[To be done] All entries must be extracted exactly, with nothing added or dropped.

○ ○ ○ ○

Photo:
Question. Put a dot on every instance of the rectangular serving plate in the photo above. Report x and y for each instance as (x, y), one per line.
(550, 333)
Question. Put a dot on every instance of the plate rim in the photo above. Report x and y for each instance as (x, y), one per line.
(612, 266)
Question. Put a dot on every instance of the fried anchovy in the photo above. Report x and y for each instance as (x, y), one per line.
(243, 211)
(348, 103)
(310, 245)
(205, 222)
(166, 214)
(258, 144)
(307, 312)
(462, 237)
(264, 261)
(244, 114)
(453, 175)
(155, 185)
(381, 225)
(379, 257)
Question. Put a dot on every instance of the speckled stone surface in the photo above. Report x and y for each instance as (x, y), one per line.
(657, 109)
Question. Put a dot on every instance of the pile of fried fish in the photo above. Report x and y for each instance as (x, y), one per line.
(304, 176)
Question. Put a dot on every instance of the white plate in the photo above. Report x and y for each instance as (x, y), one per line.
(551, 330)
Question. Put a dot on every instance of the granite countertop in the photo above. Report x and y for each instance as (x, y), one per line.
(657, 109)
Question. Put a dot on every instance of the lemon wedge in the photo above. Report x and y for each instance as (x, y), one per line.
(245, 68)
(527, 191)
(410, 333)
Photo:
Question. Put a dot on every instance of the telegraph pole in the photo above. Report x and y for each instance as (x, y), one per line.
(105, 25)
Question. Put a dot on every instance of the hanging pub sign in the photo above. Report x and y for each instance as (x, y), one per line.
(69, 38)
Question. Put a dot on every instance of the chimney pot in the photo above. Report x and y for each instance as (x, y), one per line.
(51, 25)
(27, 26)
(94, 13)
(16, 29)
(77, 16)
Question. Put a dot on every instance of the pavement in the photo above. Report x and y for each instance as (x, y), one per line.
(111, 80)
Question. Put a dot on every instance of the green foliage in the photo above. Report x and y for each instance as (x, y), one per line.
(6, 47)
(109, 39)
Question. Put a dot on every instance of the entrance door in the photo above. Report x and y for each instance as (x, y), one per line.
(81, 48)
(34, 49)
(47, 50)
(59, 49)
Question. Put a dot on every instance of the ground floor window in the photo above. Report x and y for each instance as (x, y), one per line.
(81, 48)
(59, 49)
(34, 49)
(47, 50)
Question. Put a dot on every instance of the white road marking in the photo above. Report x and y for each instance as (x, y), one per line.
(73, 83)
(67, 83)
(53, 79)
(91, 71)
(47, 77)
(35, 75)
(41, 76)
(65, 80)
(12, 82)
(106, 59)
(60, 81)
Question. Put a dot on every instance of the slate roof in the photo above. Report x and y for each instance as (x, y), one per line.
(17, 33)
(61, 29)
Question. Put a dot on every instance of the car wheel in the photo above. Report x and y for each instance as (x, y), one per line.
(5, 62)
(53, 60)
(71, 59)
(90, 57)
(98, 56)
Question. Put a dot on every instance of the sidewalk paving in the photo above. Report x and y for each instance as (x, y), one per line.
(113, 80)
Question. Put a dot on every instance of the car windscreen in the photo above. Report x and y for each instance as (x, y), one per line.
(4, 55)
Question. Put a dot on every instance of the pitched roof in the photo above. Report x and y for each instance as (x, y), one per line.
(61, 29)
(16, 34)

○ ○ ○ ○

[Answer below]
Photo:
Question. Put a dot on every instance of the rectangular serving plate in the photo above. Report x and y for each instance as (x, y), one per line.
(550, 333)
Question. Put a dot on every instance of the plate rim in the photo above. Report x and y for each instance as (x, y), one per line.
(612, 266)
Question. Put a dot on every instance of the fried anchovy in the photo above. Report x and y for each instance as (x, y), one per line.
(243, 211)
(348, 103)
(310, 245)
(205, 222)
(166, 214)
(258, 144)
(307, 312)
(462, 237)
(264, 261)
(244, 114)
(453, 175)
(155, 185)
(381, 225)
(379, 257)
Question. Put a dot on every instance of the speckled stone surface in the photo above. Report x and y for each instance as (x, y), one per line.
(657, 109)
Question. Put a dot on every instance of the pile of fried fish in the photo above. Report x and y for each instance as (x, y), one per line.
(304, 176)
Question. Put a dot on every instance of the white plate in the photo above. Report x and y for each instance as (x, y), one per line.
(551, 330)
Question. Put a dot on every instance of the granite countertop in the photo above. Report x and y for each instance as (x, y), one per line.
(657, 109)
Question. Put a dot on every instance of the lemon wedge in the photo above. Report x and y for each instance as (x, y), one per line.
(245, 68)
(527, 191)
(410, 333)
Photo:
Question. Put a dot on every instance of the telegraph pole in the photo above. Report x and y for each instance as (x, y), one per line.
(105, 25)
Question. Put a dot on every instance of the hanging pub sign in the photo above. Report x and y for each instance as (x, y), one per line.
(69, 38)
Question. Put a dot on every instance of the chimney pot in the photo above. Report x and y for each instance as (x, y), one per line.
(51, 25)
(27, 26)
(94, 13)
(16, 29)
(77, 16)
Question. Put a dot on every instance of the pavement in the photo above. Report x and y for each instance as (x, y), one per line.
(111, 80)
Question. Put a dot on every instance of the green foliage in the photo above. Report x and y for each instance as (x, y), one per line.
(6, 47)
(109, 39)
Question. Put a dot on every instance of the entrance door in the photo above. Report x and y for each instance as (x, y), one per line.
(81, 48)
(34, 49)
(47, 50)
(59, 49)
Question. Put a dot on every instance of the ground floor window in the photo above. Report x and y for each instance as (x, y), one per line.
(81, 48)
(59, 49)
(34, 49)
(47, 50)
Question. Put a dot on every instance of the white road marking in the photo above. Report x and y for each instance as (x, y), one per line.
(73, 83)
(67, 83)
(53, 79)
(91, 71)
(47, 77)
(35, 75)
(41, 76)
(65, 80)
(12, 82)
(106, 59)
(60, 81)
Question. Put a dot on every instance of the slate roof in the photo above. Report x and y for each instance as (x, y), one per line.
(17, 33)
(61, 29)
Question. Put a dot on every instance of the car wheel in the photo above. Report x and y for each instance as (x, y), one per line.
(5, 62)
(53, 60)
(71, 59)
(90, 57)
(98, 56)
Question. Put a dot on every instance of the sidewalk paving in the photo above. Report x and y for each instance as (x, y), one per line.
(113, 80)
Question. Put a dot on every instance of the car windscreen in the photo above. Report x and y for each instance as (x, y), one per line.
(4, 55)
Question. Put a dot on every instance of the pitched roof in the photo above. Report x and y for each instance as (x, y), one per line.
(61, 29)
(16, 34)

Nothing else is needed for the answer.